* Assigned task: Write down each entry again, exactly as it reads.

--------------------

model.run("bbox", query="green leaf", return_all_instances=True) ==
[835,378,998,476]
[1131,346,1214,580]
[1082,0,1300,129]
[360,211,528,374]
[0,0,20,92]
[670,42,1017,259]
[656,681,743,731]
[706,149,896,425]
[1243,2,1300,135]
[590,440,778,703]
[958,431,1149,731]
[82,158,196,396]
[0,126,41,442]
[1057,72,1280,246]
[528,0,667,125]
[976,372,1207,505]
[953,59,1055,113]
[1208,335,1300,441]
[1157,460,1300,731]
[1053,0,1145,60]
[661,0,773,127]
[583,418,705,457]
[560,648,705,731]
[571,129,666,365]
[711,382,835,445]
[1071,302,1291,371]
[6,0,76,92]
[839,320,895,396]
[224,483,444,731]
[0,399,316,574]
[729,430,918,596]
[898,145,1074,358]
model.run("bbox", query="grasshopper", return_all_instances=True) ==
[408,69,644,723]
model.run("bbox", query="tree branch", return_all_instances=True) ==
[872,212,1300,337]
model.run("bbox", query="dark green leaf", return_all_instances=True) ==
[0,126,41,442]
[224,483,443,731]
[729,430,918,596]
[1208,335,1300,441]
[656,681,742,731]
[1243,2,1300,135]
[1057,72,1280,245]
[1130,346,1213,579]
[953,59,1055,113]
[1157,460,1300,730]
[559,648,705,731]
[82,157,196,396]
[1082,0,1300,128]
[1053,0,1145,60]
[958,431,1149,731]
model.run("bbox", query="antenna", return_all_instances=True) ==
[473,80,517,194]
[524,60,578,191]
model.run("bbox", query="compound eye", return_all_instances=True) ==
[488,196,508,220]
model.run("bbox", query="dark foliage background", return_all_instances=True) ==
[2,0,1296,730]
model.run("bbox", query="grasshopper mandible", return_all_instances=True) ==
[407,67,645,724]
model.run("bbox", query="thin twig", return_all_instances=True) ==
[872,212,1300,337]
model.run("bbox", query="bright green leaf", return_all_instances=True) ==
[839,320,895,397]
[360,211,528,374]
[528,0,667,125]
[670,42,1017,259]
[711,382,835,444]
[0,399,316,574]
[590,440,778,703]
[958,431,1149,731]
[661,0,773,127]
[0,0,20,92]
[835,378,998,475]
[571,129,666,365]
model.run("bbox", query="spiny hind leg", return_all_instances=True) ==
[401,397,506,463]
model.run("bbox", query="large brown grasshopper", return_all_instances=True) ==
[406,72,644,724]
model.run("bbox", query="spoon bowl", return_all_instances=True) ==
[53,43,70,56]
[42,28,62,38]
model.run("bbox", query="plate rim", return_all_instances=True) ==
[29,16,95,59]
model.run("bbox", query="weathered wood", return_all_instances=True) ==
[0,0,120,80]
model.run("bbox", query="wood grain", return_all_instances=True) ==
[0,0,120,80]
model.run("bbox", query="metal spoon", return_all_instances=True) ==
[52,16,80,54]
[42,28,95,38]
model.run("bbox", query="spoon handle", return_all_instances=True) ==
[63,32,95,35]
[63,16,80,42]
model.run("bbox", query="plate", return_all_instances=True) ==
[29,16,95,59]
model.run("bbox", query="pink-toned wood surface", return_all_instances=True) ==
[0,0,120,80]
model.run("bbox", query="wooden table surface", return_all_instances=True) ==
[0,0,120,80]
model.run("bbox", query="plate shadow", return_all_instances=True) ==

--------------------

* Response to the exercise:
model.run("bbox", query="green leaf", return_all_instances=True) ==
[835,378,998,476]
[1131,346,1214,580]
[1082,0,1300,129]
[360,211,528,374]
[0,0,20,92]
[670,42,1017,259]
[656,681,743,731]
[706,149,896,425]
[1243,2,1300,135]
[590,440,778,703]
[958,431,1149,731]
[82,158,196,396]
[0,126,41,442]
[1057,72,1280,246]
[528,0,667,125]
[976,372,1207,505]
[953,59,1055,113]
[1208,335,1300,441]
[1157,460,1300,731]
[1053,0,1145,60]
[661,0,773,127]
[583,418,705,457]
[560,648,705,731]
[571,129,666,365]
[711,382,835,445]
[1071,302,1291,371]
[6,0,76,92]
[839,320,895,396]
[224,483,444,731]
[0,399,316,574]
[729,430,918,596]
[898,145,1074,358]
model.run("bbox", query="grasshopper", return_all_instances=True) ==
[408,69,644,723]
model.run("bbox", query="tree branch", return_all_instances=True) ==
[872,212,1300,337]
model.run("bbox", query="dark green leaf", return_all_instances=True) ==
[0,126,41,442]
[224,483,443,731]
[729,430,918,596]
[1208,335,1300,441]
[656,681,742,731]
[1243,2,1300,135]
[1057,72,1280,245]
[1130,346,1213,579]
[953,59,1055,113]
[1157,460,1300,730]
[559,648,705,731]
[82,157,196,396]
[1082,0,1300,128]
[1053,0,1145,60]
[958,431,1149,731]
model.run("bbox", query="antenna", return_all_instances=True) ==
[473,80,517,194]
[524,60,578,191]
model.run("bbox", query="compound eye", return_all_instances=True) ==
[488,196,508,220]
model.run("bbox", query="dark foliage background", return_all_instances=True) ==
[2,0,1296,730]
model.run("bbox", query="grasshopper mandible", return_all_instances=True) ==
[407,67,645,724]
model.run("bbox", query="thin twig", return_all_instances=True) ==
[872,212,1300,337]
model.run("bbox", query="bright green leaf", return_all_instances=True) ==
[839,320,895,397]
[360,211,528,374]
[528,0,667,125]
[670,42,1017,259]
[711,382,835,444]
[0,399,316,574]
[590,440,778,703]
[958,431,1149,731]
[661,0,773,127]
[0,0,20,92]
[835,378,998,475]
[571,129,666,365]
model.run("bbox", query="spiny hind leg", return_all_instances=True) ==
[401,397,506,463]
model.run("bbox", query="large brown grasshopper", return_all_instances=True) ==
[406,72,644,724]
model.run("bbox", query="spoon bowl", return_all_instances=True) ==
[53,43,70,56]
[42,28,62,38]
model.run("bbox", query="plate rim", return_all_instances=True) ==
[29,16,95,59]
model.run("bbox", query="weathered wood", return_all_instances=True) ==
[0,0,120,80]
model.run("bbox", query="wood grain", return_all_instances=True) ==
[0,0,120,80]
model.run("bbox", query="metal spoon", return_all_instances=True) ==
[52,16,80,54]
[42,28,95,38]
model.run("bbox", query="spoon handle", return_all_instances=True) ==
[63,32,95,35]
[63,16,80,42]
model.run("bbox", query="plate", return_all_instances=True) ==
[29,16,95,59]
model.run("bbox", query="pink-toned wood surface", return_all_instances=True) ==
[0,0,120,80]
model.run("bbox", query="wooden table surface", return_all_instances=True) ==
[0,0,120,80]
model.run("bbox", query="plate shadow", return_all_instances=True) ==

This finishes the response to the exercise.